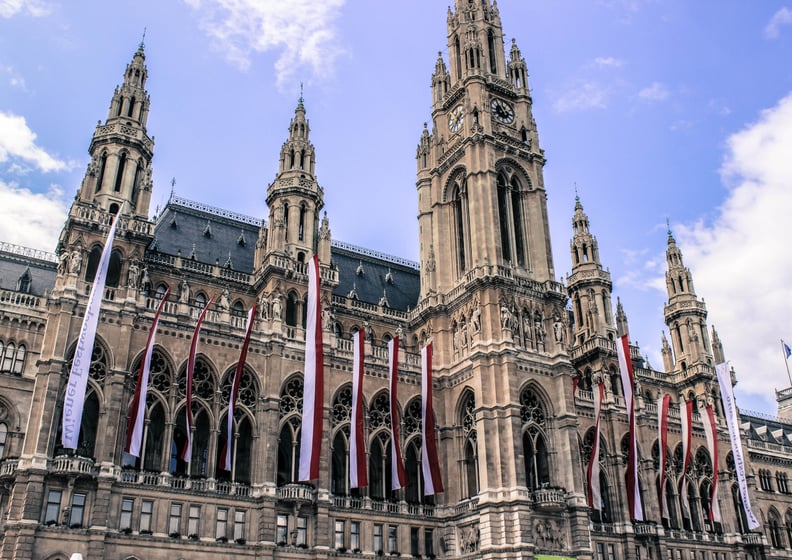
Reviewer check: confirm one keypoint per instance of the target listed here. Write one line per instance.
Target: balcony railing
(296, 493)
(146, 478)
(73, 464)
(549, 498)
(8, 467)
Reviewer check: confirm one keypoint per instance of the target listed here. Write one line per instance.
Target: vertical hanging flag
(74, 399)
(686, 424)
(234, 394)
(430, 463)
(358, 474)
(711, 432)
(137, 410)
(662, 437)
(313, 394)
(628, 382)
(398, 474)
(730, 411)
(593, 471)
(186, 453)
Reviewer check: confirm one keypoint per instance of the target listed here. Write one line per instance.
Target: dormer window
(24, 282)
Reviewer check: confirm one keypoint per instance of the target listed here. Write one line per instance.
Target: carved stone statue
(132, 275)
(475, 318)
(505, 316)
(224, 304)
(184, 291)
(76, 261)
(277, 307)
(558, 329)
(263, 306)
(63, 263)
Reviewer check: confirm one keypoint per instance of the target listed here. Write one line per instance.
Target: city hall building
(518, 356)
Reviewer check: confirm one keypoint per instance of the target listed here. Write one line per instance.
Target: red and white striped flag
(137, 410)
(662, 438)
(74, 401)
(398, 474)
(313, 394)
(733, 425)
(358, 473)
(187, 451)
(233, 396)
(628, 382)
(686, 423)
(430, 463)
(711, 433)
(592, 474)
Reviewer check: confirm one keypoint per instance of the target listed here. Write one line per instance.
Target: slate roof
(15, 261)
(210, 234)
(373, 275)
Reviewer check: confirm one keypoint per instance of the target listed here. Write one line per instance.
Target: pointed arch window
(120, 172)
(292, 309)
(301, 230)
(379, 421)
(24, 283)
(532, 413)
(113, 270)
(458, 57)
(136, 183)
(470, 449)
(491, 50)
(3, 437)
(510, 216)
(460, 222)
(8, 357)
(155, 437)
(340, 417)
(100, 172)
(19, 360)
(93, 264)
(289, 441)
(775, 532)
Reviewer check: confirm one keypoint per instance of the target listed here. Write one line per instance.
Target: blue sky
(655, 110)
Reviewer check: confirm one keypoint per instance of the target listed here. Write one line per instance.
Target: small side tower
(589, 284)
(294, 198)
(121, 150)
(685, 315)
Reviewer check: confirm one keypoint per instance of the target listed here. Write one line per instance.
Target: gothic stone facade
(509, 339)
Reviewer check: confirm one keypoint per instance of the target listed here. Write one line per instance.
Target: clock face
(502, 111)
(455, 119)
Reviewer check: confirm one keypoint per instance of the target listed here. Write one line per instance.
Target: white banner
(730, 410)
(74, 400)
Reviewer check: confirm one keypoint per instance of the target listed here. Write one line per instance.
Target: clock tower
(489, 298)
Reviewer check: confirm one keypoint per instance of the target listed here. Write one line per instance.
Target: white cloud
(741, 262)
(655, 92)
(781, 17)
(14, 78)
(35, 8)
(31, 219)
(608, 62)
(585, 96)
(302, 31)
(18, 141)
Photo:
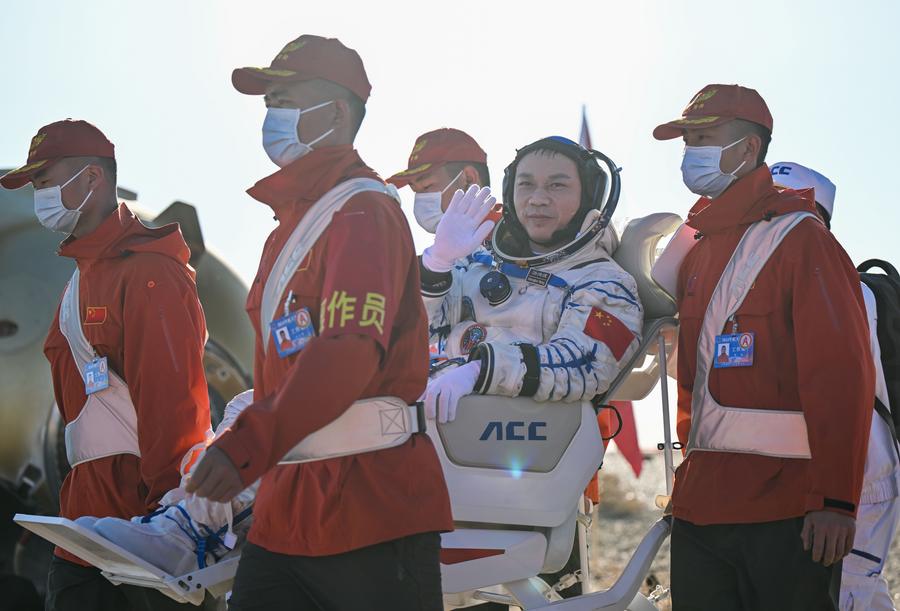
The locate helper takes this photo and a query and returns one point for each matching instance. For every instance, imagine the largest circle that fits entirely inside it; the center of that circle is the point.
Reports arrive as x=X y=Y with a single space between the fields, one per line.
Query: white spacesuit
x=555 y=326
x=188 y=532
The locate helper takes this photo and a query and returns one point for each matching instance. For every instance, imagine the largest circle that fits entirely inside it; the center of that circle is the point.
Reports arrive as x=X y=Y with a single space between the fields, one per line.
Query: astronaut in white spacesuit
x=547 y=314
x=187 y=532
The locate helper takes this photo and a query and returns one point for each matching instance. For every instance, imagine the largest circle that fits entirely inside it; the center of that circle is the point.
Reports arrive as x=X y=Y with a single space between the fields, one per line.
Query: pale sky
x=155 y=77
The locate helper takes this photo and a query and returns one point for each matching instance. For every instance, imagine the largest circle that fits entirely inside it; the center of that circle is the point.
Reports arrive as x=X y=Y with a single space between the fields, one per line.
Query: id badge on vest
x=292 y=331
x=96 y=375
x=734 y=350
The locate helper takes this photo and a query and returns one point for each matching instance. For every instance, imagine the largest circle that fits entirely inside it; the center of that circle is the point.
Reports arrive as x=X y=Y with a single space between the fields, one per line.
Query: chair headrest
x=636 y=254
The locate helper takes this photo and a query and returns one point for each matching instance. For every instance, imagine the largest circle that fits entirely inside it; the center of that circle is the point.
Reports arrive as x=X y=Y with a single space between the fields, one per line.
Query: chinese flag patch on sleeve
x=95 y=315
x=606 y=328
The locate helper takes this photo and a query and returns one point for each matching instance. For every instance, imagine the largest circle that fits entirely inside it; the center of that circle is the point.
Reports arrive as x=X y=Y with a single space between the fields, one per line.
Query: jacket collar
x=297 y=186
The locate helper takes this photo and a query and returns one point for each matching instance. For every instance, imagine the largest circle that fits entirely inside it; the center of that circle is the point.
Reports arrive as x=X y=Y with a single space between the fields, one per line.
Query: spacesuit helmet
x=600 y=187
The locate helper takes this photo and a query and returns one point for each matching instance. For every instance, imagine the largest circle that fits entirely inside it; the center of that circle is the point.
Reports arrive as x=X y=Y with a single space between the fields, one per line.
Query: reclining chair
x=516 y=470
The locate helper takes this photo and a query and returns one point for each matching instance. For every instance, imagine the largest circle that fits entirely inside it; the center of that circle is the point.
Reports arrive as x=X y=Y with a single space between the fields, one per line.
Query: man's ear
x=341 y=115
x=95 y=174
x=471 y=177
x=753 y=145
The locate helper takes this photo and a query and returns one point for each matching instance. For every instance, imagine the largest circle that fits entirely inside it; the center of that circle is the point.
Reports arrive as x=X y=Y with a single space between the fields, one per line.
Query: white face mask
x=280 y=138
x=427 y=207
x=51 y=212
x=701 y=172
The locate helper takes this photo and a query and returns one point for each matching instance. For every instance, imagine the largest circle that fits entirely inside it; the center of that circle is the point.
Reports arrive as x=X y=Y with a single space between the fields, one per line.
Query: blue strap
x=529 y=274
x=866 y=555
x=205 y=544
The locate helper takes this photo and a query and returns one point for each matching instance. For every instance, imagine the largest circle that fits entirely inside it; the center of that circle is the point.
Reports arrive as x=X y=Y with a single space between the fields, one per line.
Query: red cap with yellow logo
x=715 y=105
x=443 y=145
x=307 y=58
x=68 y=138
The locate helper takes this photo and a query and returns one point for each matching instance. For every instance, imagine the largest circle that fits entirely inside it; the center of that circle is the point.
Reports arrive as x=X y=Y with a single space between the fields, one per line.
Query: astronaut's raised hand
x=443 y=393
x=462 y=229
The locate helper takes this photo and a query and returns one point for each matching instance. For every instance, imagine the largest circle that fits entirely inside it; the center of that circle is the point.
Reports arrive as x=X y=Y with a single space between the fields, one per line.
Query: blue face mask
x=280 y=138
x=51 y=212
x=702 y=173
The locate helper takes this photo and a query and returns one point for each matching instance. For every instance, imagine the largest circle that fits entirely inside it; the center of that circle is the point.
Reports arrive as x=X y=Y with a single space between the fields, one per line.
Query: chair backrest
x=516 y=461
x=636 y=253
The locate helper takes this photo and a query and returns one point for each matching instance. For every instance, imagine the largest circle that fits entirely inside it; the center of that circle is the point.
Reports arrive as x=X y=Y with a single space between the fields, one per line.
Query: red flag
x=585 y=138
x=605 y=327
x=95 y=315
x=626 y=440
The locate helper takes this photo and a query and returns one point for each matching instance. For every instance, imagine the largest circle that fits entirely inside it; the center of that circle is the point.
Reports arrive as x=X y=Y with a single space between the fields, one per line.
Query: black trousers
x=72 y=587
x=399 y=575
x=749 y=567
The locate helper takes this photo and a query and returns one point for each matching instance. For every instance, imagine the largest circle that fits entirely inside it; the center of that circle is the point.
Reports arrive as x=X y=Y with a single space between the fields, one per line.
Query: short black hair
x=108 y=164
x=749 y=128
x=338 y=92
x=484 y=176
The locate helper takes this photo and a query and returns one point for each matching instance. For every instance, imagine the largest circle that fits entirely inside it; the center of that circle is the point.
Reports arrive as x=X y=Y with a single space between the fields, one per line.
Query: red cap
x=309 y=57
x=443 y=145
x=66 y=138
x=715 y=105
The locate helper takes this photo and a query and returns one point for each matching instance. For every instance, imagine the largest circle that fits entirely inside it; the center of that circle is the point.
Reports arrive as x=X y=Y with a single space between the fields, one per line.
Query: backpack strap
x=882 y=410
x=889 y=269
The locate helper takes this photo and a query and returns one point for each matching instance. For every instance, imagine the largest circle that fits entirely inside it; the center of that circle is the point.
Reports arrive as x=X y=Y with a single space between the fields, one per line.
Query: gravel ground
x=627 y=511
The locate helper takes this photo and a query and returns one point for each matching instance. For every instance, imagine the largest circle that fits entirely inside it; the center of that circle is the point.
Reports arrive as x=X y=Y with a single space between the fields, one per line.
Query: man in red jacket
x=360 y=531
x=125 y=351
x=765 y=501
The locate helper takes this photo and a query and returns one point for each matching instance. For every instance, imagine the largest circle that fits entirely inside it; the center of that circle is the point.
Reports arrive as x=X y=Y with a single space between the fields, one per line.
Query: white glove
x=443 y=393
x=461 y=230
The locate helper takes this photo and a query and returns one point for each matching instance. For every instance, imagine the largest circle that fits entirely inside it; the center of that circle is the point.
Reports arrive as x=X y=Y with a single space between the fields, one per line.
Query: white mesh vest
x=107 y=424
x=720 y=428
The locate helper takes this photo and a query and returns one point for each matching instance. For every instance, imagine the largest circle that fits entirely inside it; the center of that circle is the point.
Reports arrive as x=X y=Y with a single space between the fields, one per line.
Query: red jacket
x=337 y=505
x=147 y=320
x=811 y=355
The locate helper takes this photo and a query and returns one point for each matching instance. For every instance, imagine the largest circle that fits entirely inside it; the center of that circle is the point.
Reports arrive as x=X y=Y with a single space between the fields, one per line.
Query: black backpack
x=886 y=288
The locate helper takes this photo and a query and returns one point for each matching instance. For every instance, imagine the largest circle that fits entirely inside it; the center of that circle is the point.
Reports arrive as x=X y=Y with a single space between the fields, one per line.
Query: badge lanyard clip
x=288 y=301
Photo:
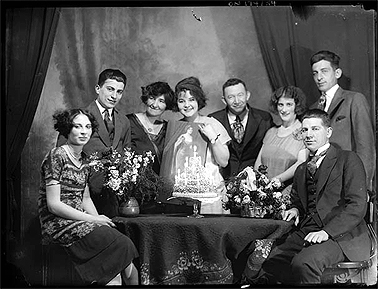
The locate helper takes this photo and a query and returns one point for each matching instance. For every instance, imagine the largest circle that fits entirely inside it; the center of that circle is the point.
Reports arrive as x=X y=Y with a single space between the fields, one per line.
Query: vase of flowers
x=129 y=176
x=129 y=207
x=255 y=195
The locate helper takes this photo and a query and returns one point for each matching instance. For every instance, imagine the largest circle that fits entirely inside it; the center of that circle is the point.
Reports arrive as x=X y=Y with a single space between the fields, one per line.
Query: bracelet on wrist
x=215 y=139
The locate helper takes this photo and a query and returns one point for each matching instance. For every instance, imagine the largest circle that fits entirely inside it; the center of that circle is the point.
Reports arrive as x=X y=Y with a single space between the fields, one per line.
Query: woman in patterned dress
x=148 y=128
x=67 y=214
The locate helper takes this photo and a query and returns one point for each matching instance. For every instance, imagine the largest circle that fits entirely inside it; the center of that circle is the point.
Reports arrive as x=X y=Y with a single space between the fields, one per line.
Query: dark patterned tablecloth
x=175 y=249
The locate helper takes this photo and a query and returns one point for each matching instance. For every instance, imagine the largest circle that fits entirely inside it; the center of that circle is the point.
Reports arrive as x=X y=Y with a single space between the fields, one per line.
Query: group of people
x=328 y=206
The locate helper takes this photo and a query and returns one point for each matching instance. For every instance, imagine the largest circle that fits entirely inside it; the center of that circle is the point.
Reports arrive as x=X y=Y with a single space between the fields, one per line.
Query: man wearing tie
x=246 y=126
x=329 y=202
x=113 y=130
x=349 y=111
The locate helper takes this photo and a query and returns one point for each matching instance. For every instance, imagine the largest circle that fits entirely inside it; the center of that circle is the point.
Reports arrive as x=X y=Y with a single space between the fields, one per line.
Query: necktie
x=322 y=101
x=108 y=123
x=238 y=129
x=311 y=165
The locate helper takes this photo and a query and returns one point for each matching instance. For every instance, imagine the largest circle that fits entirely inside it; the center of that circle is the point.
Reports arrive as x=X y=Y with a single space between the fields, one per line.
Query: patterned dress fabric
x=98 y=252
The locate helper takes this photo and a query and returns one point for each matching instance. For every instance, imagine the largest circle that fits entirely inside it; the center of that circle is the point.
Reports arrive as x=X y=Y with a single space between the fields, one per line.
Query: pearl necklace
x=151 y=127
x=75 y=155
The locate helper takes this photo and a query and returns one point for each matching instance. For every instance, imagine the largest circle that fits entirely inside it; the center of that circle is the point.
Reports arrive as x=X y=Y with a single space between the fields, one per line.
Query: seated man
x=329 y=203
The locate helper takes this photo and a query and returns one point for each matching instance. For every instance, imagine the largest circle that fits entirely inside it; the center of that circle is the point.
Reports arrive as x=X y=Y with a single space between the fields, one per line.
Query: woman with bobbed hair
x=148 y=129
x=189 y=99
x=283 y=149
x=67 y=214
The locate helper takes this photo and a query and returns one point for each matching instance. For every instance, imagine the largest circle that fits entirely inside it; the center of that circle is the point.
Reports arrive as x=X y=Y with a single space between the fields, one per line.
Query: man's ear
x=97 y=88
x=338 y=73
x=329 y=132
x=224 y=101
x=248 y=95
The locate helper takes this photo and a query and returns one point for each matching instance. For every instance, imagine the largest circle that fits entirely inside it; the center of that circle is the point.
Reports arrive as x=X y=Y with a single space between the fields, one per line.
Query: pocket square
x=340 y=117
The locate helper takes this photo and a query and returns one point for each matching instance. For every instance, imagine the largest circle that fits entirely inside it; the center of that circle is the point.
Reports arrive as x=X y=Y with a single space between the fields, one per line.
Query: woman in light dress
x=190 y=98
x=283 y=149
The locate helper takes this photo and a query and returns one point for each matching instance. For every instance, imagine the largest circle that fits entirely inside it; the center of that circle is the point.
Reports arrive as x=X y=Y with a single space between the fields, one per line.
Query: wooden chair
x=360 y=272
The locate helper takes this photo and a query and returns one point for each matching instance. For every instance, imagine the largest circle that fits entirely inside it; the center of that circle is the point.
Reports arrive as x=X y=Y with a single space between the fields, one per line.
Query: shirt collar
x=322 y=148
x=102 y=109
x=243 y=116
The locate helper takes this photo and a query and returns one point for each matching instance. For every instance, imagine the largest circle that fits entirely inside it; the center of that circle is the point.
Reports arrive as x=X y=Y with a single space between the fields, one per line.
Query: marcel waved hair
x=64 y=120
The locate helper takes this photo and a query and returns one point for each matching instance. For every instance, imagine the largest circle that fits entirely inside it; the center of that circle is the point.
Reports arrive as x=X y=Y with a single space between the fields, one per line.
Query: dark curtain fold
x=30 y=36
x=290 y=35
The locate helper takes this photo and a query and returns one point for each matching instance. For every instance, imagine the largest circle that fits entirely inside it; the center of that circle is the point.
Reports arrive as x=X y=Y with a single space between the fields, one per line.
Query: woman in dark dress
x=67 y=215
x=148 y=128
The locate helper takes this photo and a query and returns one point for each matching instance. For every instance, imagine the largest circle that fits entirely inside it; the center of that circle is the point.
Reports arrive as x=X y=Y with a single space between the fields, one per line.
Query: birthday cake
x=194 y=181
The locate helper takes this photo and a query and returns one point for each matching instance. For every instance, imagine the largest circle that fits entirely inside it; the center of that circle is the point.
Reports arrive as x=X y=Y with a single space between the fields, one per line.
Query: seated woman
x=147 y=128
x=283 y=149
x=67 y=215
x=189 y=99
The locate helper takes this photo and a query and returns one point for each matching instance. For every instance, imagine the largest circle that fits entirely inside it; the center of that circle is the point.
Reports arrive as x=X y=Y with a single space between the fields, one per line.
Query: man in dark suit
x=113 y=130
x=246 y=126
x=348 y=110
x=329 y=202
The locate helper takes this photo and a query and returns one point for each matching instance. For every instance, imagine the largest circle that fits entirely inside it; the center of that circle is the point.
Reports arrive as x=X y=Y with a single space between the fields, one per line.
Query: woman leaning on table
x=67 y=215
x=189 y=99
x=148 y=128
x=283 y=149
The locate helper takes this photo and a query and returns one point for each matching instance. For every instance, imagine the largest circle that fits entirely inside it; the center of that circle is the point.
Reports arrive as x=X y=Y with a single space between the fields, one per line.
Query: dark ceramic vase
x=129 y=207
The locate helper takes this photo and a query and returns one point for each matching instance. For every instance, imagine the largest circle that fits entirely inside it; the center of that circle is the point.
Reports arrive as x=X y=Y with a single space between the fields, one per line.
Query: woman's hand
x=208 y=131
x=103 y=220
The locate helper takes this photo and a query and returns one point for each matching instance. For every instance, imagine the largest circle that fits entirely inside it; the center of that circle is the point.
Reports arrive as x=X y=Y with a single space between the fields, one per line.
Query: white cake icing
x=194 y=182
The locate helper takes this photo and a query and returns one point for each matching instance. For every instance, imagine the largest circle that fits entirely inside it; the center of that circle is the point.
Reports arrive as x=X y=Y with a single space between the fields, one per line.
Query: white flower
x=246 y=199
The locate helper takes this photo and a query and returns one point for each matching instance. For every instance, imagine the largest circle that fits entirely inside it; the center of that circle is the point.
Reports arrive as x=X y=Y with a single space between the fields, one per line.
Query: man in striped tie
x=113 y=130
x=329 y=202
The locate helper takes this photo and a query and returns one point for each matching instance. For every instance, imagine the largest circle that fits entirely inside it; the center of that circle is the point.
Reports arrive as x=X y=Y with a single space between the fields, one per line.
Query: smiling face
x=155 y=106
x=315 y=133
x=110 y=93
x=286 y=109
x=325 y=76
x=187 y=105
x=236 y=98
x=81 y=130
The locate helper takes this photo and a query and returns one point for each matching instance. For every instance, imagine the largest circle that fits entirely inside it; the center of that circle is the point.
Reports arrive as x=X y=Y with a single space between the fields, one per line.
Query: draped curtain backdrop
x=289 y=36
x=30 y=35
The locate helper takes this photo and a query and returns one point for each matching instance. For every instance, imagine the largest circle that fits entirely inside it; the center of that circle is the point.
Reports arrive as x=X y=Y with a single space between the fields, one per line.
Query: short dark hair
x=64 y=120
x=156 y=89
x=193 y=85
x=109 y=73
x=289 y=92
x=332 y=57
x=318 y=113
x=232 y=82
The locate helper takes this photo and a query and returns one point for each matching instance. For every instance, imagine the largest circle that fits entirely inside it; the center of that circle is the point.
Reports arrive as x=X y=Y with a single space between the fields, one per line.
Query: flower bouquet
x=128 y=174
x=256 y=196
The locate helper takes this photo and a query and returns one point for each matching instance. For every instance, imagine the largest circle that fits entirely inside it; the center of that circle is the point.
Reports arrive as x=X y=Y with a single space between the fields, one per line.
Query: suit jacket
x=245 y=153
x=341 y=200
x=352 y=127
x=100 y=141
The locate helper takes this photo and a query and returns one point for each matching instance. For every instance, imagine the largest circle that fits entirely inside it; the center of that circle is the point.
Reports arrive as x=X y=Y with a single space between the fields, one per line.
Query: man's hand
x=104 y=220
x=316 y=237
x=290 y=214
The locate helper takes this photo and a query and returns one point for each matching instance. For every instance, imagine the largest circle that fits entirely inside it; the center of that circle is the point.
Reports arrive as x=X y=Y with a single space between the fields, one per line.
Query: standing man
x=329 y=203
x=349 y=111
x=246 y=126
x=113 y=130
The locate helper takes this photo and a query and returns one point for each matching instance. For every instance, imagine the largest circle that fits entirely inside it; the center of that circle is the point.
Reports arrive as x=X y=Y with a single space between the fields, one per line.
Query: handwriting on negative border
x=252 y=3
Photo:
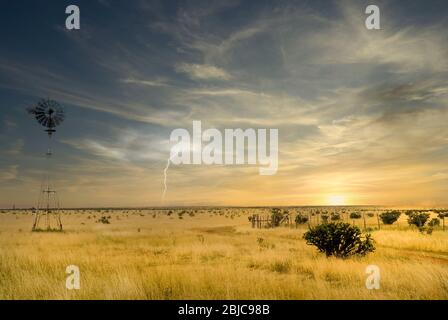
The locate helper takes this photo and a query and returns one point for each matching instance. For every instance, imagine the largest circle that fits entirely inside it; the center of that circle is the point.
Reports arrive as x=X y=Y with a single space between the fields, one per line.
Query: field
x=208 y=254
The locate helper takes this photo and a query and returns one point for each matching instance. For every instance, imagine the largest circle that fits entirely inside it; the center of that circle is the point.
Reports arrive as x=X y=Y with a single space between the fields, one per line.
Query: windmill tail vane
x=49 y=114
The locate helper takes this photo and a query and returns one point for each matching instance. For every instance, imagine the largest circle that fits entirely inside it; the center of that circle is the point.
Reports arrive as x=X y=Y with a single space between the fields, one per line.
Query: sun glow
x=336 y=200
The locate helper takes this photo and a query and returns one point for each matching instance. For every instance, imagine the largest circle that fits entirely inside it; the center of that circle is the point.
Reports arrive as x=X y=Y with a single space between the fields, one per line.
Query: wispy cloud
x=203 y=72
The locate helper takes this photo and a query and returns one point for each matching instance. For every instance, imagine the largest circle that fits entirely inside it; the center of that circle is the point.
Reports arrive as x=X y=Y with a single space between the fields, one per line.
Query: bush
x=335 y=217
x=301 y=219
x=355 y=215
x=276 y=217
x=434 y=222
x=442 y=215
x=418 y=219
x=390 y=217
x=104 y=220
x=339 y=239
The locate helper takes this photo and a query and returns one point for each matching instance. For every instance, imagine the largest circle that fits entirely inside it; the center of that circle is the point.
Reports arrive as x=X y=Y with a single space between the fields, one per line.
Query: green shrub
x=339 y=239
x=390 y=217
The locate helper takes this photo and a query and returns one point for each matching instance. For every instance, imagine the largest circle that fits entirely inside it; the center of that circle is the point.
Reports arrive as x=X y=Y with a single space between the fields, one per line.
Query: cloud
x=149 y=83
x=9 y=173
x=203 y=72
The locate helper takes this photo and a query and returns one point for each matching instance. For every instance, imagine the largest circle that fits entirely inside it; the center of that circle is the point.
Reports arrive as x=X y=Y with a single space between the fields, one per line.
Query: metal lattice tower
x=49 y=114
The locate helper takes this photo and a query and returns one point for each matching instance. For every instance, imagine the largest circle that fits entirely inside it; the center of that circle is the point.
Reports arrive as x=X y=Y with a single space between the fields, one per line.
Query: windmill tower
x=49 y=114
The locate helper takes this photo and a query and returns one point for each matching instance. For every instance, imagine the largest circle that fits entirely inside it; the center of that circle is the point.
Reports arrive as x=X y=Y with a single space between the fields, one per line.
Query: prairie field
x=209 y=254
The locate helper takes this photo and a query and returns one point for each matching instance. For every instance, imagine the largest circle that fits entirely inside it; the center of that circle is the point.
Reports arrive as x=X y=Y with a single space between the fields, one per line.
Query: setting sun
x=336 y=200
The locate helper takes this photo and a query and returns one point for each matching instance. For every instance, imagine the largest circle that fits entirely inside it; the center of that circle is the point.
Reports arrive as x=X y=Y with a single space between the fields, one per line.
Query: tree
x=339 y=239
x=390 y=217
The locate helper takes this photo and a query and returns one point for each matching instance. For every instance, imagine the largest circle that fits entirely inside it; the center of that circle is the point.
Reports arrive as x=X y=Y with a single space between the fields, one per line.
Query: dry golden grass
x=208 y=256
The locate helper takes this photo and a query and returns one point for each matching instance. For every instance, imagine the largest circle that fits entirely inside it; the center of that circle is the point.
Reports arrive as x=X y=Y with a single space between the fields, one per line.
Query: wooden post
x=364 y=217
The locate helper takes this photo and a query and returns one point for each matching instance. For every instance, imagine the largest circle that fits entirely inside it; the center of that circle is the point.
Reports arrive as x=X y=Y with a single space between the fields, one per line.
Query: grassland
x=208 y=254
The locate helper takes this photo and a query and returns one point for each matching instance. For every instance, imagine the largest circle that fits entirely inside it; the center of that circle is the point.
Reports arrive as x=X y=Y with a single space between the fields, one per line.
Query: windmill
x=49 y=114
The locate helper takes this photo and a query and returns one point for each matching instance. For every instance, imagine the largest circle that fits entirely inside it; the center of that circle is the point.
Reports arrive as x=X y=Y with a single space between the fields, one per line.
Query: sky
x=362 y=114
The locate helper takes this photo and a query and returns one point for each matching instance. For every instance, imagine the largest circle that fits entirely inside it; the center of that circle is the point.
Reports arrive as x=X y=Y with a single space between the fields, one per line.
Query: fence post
--
» **Your instructions**
Locate every line in the records above that contains the word "curtain", and copy each such line in full.

» **Complete answer**
Query: dark curtain fold
Query: draped curtain backdrop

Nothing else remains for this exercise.